◆ READING PASSAGE
Welcome to the middle day of the basho, know as nakabi. This is the point where the tone of the tournament starts to shift, and it’s the point where rikishi begin to reach their 8th win, and the safety of kachi-koshi. There is a fair chance that tournament leader, Terunofuji, will hit his 8 today, and be the first man to secure his spot on the July banzuke.
He is followed by Takakeisho, one win behind. We are not yet to the stage where the Ozeki will focus on fighting each other, but that day is fast approaching. There are a few lower ranked rikishi who have to take their turns being ripped up by the Ozeki first, and we have a spread of those matches today. Thus far all of the Ozeki seem to be on course for a successful 8 with finish, with Asanoyama the closest to the make-koshi trend at 4-3, and looking somewhat iffy on some days. Maybe that heavily taped left ankle is in worse shape that we know.
What We Are Watching Day 8
Kaisei vs Ura – Welcome back to the top division, oh man in pink! We are hopeful that you can score 2 more wins and return to your home in Makuuchi. There are plenty of rikishi who have never had the pleasure of facing against your quantum sumo, and I hope that your reality bending moves are ready for a big opponent today. They fought once before, 4 years ago. Ura was the winner.
Akiseyama vs Akua – I expected this match was coming, and here it is…. Two of the worst performers of this touranment facing off to see who is more banged up and damaged. Their career record is tied up at 4-4, they are roughly the same weight and somewhat the same size. Best to get this out of the way now.
Kotoeko vs Daiamami – A pair of 4-3 rikishi working to see who will edge closer to their 8th win. I really like Daiamami’s chances today, he’s won 3 of his last 4, and seems to be getting into his sumo.

(Photo-based point labeling data)
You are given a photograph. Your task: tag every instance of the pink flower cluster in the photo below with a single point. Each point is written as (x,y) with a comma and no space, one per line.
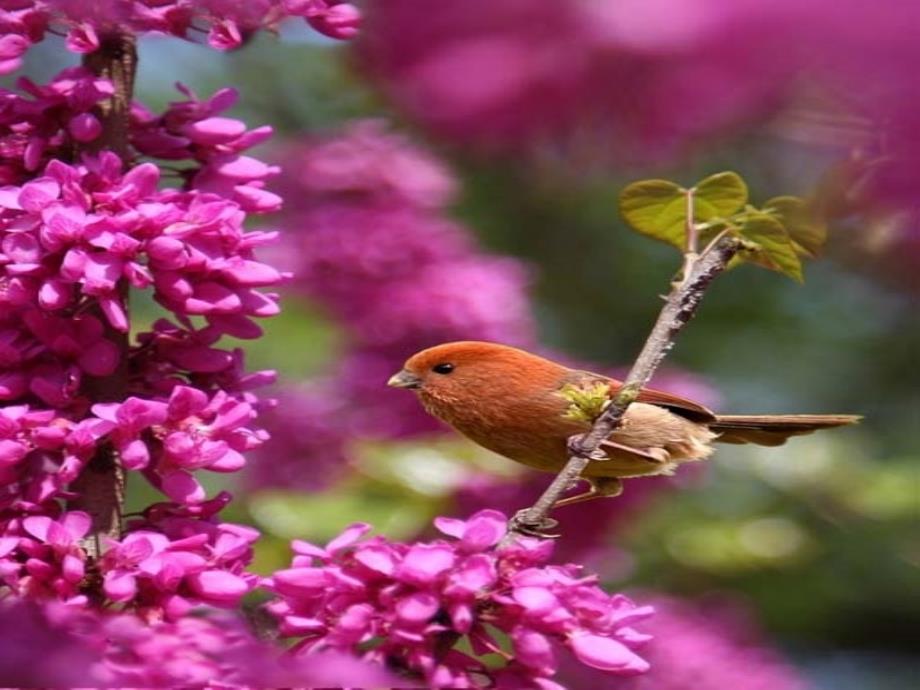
(607,75)
(410,606)
(49,121)
(57,645)
(77,233)
(230,23)
(707,645)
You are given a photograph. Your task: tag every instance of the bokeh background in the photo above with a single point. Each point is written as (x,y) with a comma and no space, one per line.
(471,193)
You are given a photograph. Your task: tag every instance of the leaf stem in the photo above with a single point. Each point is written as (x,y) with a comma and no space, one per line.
(681,305)
(691,248)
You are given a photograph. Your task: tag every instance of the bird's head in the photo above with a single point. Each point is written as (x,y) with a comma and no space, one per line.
(455,373)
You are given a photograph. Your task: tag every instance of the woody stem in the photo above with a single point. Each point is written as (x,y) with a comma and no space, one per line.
(100,487)
(681,305)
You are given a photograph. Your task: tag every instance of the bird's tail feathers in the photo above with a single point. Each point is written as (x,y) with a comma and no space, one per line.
(773,430)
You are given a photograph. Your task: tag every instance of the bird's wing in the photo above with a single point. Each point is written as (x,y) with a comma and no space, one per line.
(675,403)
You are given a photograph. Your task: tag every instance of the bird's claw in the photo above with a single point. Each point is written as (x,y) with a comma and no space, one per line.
(575,446)
(521,524)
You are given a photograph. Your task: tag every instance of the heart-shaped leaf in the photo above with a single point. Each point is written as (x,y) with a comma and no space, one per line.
(808,232)
(719,196)
(776,249)
(658,208)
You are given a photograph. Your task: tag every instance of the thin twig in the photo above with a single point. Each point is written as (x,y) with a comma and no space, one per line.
(680,307)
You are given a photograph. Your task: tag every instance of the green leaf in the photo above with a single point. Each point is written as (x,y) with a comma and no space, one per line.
(807,230)
(586,403)
(776,250)
(719,196)
(658,208)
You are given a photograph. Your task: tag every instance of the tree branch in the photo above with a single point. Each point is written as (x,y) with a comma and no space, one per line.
(100,487)
(680,307)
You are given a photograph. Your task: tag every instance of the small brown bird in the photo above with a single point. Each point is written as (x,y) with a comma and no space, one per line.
(512,402)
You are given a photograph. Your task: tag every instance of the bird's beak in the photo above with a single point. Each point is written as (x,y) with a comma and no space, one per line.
(404,379)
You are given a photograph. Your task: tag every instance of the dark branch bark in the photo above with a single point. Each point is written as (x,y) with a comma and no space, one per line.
(100,488)
(679,308)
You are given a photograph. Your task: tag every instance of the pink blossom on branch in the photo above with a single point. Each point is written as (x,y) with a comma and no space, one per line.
(410,604)
(56,645)
(229,23)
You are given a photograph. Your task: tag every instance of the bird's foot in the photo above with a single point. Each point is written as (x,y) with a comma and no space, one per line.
(522,524)
(575,446)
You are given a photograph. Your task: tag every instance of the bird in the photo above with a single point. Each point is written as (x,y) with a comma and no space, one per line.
(515,403)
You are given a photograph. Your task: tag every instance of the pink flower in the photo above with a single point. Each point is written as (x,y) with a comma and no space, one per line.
(708,642)
(47,561)
(166,566)
(67,646)
(172,438)
(369,162)
(417,601)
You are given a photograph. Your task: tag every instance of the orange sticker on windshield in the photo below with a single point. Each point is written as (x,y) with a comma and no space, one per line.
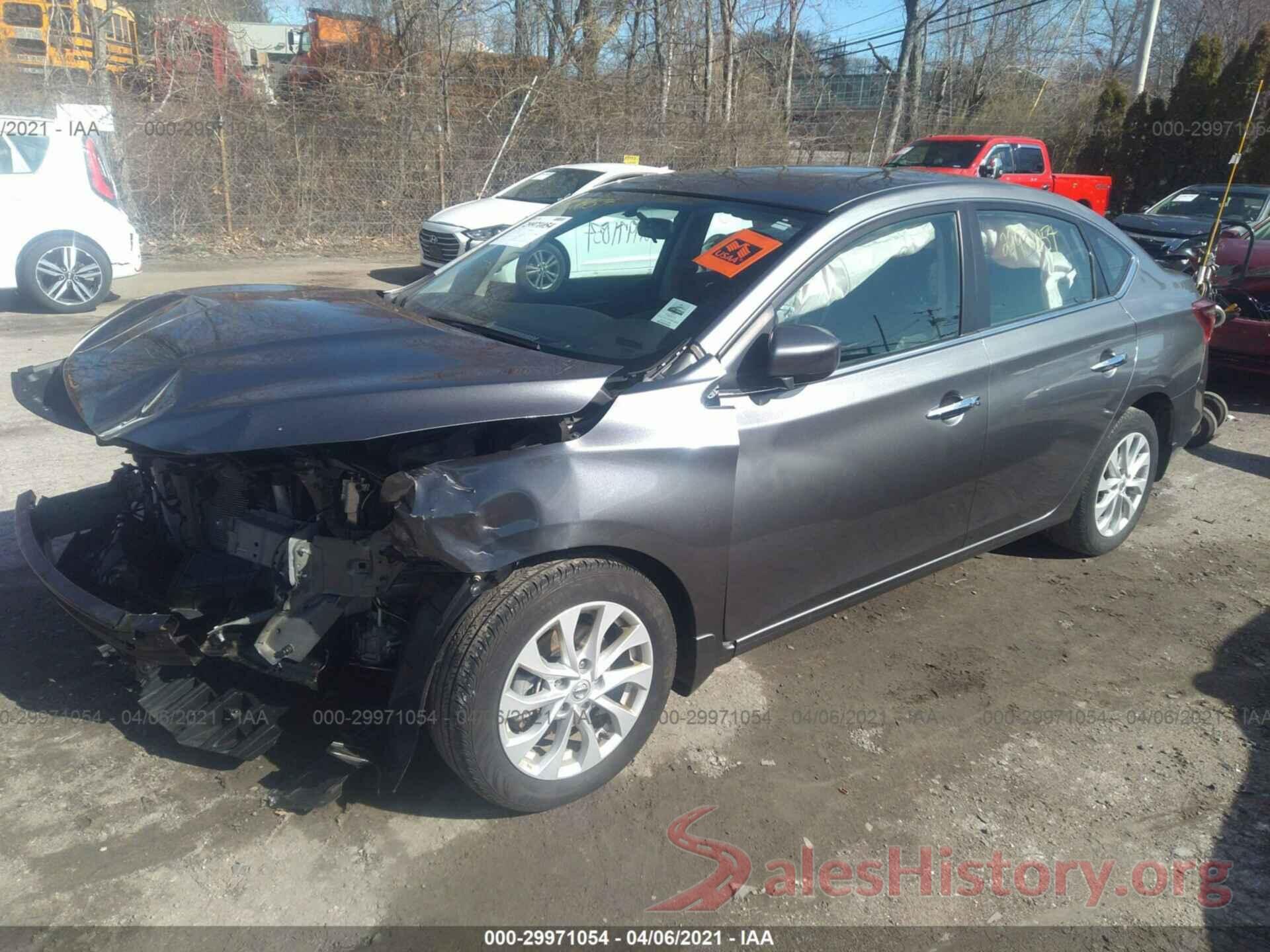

◆ PROBLEMS TO SOLVE
a) In the sumo preview, which rikishi is one win behind the tournament leader?
b) Write the next part of the sumo preview, picking up after its final sentence.

◆ RESULTS OF THE EXERCISE
a) Takakeisho.

b)
Chiyomaru vs Okinoumi – We see symmetry once more with both rikishi having 5-2 records, and both of them are likely headed for at least a kachi-koshi. I also think both of them are under-ranked if they are healthy. It will be a clash of sumo styles as Chiyomaru will work to keep it a thrusting babble, and Okinoumi will want to grab a handful of silk and muscle Chiyomaru around. Chiyomaru holds a narrow 5-3 career lead.
Ishiura vs Terutsuyoshi – Terutsuyoshi seems to be accumulating aches and pains at an alarming rate. As someone I hope to be a mainstay of the top division for a few years to come, I am looking for him to withdraw as soon as he has enough wins to ensure he can stay in the top division. He won’t likely find it today, as Ishiura has a well mapped history of putting him on the clay.
Chiyotairyu vs Kagayaki – the easy road would be for this to be a quick oshi-zumo battle. Some thrusting, some sloppy foot work, and someone tumbles off the dohyo. But we saw some solid mawashi sumo from Chiyomaru on day 7, and I am really hopeful that Chiyotairyu surprises us, and uses that approach once more.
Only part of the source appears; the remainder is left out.